▶ **To be done**
Reproduce the material below word for word, from its first line through its last.

▶ **Working data**
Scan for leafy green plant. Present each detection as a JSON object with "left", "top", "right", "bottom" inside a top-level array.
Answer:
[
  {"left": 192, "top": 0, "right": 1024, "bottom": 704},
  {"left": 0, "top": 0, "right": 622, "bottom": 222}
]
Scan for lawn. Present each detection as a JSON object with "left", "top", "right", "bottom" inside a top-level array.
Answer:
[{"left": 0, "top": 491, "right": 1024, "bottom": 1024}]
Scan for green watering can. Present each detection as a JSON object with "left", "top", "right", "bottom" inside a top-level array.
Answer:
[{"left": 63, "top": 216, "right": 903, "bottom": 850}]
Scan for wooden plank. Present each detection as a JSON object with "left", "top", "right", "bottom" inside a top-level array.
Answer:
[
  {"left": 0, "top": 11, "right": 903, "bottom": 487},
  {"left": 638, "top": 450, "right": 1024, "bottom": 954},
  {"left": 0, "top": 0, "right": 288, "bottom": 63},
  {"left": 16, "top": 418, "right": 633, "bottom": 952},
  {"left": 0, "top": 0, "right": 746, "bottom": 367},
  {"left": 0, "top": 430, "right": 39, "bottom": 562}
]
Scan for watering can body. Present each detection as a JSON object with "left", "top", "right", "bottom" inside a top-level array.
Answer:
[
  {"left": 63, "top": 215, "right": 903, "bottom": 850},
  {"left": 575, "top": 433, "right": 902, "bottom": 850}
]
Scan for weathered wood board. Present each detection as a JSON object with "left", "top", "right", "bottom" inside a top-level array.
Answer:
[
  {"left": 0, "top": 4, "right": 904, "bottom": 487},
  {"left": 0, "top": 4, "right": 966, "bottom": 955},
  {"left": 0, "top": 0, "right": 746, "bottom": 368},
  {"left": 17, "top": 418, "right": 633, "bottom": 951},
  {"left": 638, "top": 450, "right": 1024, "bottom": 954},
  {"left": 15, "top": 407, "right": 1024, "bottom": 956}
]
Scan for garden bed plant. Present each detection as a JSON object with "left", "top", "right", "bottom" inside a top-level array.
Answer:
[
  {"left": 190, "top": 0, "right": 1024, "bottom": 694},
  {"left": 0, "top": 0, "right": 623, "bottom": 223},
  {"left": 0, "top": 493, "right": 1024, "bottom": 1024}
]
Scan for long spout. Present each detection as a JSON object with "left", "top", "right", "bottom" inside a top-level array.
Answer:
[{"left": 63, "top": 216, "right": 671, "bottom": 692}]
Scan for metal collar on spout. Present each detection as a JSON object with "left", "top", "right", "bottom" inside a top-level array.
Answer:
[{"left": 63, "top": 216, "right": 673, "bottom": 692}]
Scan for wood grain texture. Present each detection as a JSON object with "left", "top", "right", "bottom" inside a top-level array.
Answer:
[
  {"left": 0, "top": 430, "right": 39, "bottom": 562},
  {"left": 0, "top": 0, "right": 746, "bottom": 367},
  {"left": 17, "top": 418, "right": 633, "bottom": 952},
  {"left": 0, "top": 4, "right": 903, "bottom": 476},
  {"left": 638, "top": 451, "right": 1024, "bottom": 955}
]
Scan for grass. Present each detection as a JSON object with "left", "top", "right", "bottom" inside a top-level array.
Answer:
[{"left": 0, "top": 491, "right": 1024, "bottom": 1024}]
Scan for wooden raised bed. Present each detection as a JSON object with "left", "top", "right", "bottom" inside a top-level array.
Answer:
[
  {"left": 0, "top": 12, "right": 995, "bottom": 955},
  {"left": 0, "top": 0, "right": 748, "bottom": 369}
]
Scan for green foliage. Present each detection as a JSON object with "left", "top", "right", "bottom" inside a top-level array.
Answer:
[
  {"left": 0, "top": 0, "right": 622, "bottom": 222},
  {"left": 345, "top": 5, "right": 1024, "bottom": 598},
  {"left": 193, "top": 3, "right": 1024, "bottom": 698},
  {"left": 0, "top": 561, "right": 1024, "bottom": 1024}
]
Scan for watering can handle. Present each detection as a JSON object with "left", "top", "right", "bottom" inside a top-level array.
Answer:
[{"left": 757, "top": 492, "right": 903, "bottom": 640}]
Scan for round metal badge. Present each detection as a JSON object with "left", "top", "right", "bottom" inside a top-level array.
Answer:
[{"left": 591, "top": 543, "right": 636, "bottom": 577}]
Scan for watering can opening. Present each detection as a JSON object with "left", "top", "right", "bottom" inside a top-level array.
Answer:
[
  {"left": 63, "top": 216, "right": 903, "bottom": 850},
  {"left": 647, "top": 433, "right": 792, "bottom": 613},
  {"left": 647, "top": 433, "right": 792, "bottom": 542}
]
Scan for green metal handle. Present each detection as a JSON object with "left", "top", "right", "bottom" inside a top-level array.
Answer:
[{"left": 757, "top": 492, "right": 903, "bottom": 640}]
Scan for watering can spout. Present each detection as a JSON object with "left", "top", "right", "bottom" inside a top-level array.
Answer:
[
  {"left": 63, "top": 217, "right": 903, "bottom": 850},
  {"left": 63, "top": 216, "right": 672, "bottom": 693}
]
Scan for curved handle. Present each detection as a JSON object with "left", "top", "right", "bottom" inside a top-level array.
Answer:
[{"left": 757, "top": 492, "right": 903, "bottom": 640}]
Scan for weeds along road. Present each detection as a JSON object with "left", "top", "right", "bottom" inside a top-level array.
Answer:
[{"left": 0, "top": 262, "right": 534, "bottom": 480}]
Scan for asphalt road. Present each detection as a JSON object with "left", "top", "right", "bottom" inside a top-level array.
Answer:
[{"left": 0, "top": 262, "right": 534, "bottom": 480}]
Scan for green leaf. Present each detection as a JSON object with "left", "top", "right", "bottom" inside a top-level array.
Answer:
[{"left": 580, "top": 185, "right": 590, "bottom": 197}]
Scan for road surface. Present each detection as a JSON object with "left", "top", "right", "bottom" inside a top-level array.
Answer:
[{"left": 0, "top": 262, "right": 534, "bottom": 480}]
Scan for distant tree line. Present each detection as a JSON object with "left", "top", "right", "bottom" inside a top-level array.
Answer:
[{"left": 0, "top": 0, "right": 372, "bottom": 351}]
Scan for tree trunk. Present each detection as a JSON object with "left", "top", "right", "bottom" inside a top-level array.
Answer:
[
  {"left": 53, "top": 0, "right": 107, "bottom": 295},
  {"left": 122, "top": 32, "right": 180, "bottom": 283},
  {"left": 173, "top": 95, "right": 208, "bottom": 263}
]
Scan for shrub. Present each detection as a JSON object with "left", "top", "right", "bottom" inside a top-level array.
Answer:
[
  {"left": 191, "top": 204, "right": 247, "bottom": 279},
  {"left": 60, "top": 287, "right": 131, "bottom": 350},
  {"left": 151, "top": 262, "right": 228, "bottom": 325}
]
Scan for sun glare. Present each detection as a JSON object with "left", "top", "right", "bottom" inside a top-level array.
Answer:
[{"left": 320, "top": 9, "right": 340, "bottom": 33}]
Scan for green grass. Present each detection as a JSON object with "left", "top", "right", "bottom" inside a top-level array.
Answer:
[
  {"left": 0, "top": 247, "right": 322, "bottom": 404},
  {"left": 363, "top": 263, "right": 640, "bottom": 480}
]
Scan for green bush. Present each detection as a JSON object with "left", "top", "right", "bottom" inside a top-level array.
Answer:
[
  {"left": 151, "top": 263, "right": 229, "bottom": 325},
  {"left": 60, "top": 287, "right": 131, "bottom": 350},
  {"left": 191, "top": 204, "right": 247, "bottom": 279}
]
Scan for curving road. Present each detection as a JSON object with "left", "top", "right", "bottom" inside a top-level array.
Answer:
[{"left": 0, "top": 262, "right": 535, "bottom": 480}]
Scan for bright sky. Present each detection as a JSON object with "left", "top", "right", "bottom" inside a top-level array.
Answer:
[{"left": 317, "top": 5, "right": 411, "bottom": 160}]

▶ **Output for this task**
Scan for leafy green plant. Present each detection as a JSON object with "left", "top", "right", "bottom" inside a top-level array.
Answer:
[
  {"left": 192, "top": 0, "right": 1024, "bottom": 704},
  {"left": 0, "top": 0, "right": 622, "bottom": 222}
]
Scan for lawn. Present each detection as a JSON object with "left", "top", "right", "bottom" inside a top-level array.
Answer:
[{"left": 0, "top": 491, "right": 1024, "bottom": 1024}]
Scan for green watering can. Present each detection as a JSON object with "left", "top", "right", "bottom" inside a top-level array.
Answer:
[{"left": 63, "top": 216, "right": 903, "bottom": 850}]
Scan for wooden plank. Present each detection as a JSON object with "left", "top", "right", "bottom" inside a top-level array.
Answer:
[
  {"left": 0, "top": 11, "right": 903, "bottom": 487},
  {"left": 638, "top": 450, "right": 1024, "bottom": 954},
  {"left": 0, "top": 0, "right": 288, "bottom": 63},
  {"left": 16, "top": 418, "right": 633, "bottom": 952},
  {"left": 0, "top": 0, "right": 746, "bottom": 367},
  {"left": 0, "top": 430, "right": 39, "bottom": 562}
]
Scan for watering can body. Present each detection as a JSON object with "left", "top", "right", "bottom" inside a top-level array.
Answer:
[
  {"left": 63, "top": 215, "right": 903, "bottom": 850},
  {"left": 575, "top": 433, "right": 902, "bottom": 850}
]
Scan for weathered wood board. Present each detection as a JSON object with "left", "top", "right", "bottom" inside a top-level array.
Answer:
[
  {"left": 0, "top": 4, "right": 904, "bottom": 487},
  {"left": 0, "top": 4, "right": 966, "bottom": 955},
  {"left": 0, "top": 0, "right": 746, "bottom": 368},
  {"left": 17, "top": 418, "right": 633, "bottom": 951},
  {"left": 638, "top": 450, "right": 1024, "bottom": 954},
  {"left": 15, "top": 407, "right": 1024, "bottom": 956}
]
Scan for garden bed plant. Present each detection as a JSON object with "left", "top", "right", "bottom" inside a top-level array.
Answer:
[
  {"left": 190, "top": 0, "right": 1024, "bottom": 694},
  {"left": 0, "top": 0, "right": 623, "bottom": 223},
  {"left": 0, "top": 493, "right": 1024, "bottom": 1024}
]
Scan for long spout. Present each detection as a JSON object with "left", "top", "right", "bottom" inside a top-level array.
Answer:
[{"left": 63, "top": 216, "right": 671, "bottom": 692}]
Scan for metal collar on spout. Present each detection as a JSON object with "left", "top", "right", "bottom" inside a top-level array.
Answer:
[{"left": 63, "top": 216, "right": 673, "bottom": 692}]
Scan for wood grain texture. Present each detection as a JSON object with "left", "top", "right", "bottom" inside a top-level array.
Answer:
[
  {"left": 0, "top": 430, "right": 39, "bottom": 562},
  {"left": 0, "top": 0, "right": 746, "bottom": 367},
  {"left": 17, "top": 418, "right": 633, "bottom": 952},
  {"left": 0, "top": 4, "right": 903, "bottom": 476},
  {"left": 638, "top": 451, "right": 1024, "bottom": 955}
]
Scan for grass. Present each detection as a JSON object with "left", "top", "right", "bottom" inside a top-level array.
Answer:
[{"left": 0, "top": 491, "right": 1024, "bottom": 1024}]
Scan for wooden raised bed. Present each detection as a JSON object with "left", "top", "right", "bottom" inside a top-level array.
Answer:
[
  {"left": 0, "top": 12, "right": 995, "bottom": 955},
  {"left": 0, "top": 0, "right": 748, "bottom": 369}
]
Scan for green foliage. Present each detection as a JSON object with "left", "top", "right", "bottom" inside a top-level array.
Answer:
[
  {"left": 0, "top": 0, "right": 622, "bottom": 222},
  {"left": 345, "top": 5, "right": 1024, "bottom": 598},
  {"left": 193, "top": 3, "right": 1024, "bottom": 698},
  {"left": 0, "top": 561, "right": 1024, "bottom": 1024}
]
Scan for watering can handle. Present each detection as a JSON object with "left", "top", "right", "bottom" inside a top-level array.
Answer:
[{"left": 757, "top": 492, "right": 903, "bottom": 640}]
Scan for round metal badge. Present each detection as a JSON object with "left", "top", "right", "bottom" inside a top-level array.
Answer:
[{"left": 591, "top": 543, "right": 636, "bottom": 577}]
Scan for watering can opening. Present each detection as a JSON object with "left", "top", "right", "bottom" inside a top-level array.
Answer:
[
  {"left": 63, "top": 216, "right": 903, "bottom": 850},
  {"left": 647, "top": 433, "right": 792, "bottom": 613},
  {"left": 647, "top": 433, "right": 792, "bottom": 542}
]
Scan for green metal handle. Present each detection as a JSON object with "left", "top", "right", "bottom" inside a top-level array.
Answer:
[{"left": 757, "top": 492, "right": 903, "bottom": 640}]
Scan for watering can spout. Present each detection as a JSON object with "left", "top", "right", "bottom" inside a top-level array.
Answer:
[
  {"left": 63, "top": 217, "right": 903, "bottom": 850},
  {"left": 63, "top": 216, "right": 672, "bottom": 693}
]
Scan for curved handle. Present each detection as a JSON object with "left", "top", "right", "bottom" inside a top-level array.
Answer:
[{"left": 757, "top": 492, "right": 903, "bottom": 640}]
Scan for weeds along road. Present each detection as a JSON object with "left", "top", "right", "bottom" inside a top-level array.
Answer:
[{"left": 0, "top": 262, "right": 534, "bottom": 480}]
Scan for asphalt road. Present each detection as a JSON object with "left", "top", "right", "bottom" inside a top-level array.
Answer:
[{"left": 0, "top": 262, "right": 534, "bottom": 480}]
Scan for green leaf. Present each detection as a JSON object with "left", "top", "right", "bottom" inside a top-level array.
Answer:
[{"left": 580, "top": 185, "right": 590, "bottom": 197}]
Scan for road surface. Present each detection as a JSON object with "left", "top", "right", "bottom" inside a top-level array.
Answer:
[{"left": 0, "top": 262, "right": 534, "bottom": 480}]
Scan for distant tree line. Present each detection as a JSON object with "left", "top", "right", "bottom" inside a top-level array.
Answer:
[{"left": 0, "top": 0, "right": 372, "bottom": 351}]
Scan for tree trunk. Present each detection as a JSON object with "left", "top", "right", "bottom" inside a top-level array.
Answer:
[
  {"left": 53, "top": 0, "right": 107, "bottom": 295},
  {"left": 122, "top": 32, "right": 180, "bottom": 283},
  {"left": 173, "top": 95, "right": 208, "bottom": 263}
]
Scan for shrub. Present each detection as a JSON object with "left", "top", "right", "bottom" inside a top-level array.
Answer:
[
  {"left": 191, "top": 204, "right": 247, "bottom": 279},
  {"left": 60, "top": 287, "right": 131, "bottom": 350},
  {"left": 151, "top": 262, "right": 228, "bottom": 325}
]
Scan for sun glare. Present each detection as a JSON object with "left", "top", "right", "bottom" inside a top-level array.
Answer:
[{"left": 320, "top": 9, "right": 340, "bottom": 33}]
Scan for green grass. Present each detection as a JSON object with "left", "top", "right", "bottom" inside a top-level array.
Answer:
[
  {"left": 0, "top": 247, "right": 322, "bottom": 404},
  {"left": 363, "top": 263, "right": 640, "bottom": 480}
]
Scan for green bush. Present each detection as a JSON object with "left", "top", "right", "bottom" inside a top-level array.
Answer:
[
  {"left": 151, "top": 263, "right": 229, "bottom": 325},
  {"left": 60, "top": 287, "right": 131, "bottom": 350},
  {"left": 191, "top": 204, "right": 247, "bottom": 279}
]
Scan for curving road. Present each detection as a JSON object with "left", "top", "right", "bottom" inside a top-level array.
Answer:
[{"left": 0, "top": 262, "right": 535, "bottom": 480}]
Scan for bright sky. Present each detection as a JSON object with "left", "top", "right", "bottom" inside a top-level array.
Answer:
[{"left": 317, "top": 5, "right": 411, "bottom": 160}]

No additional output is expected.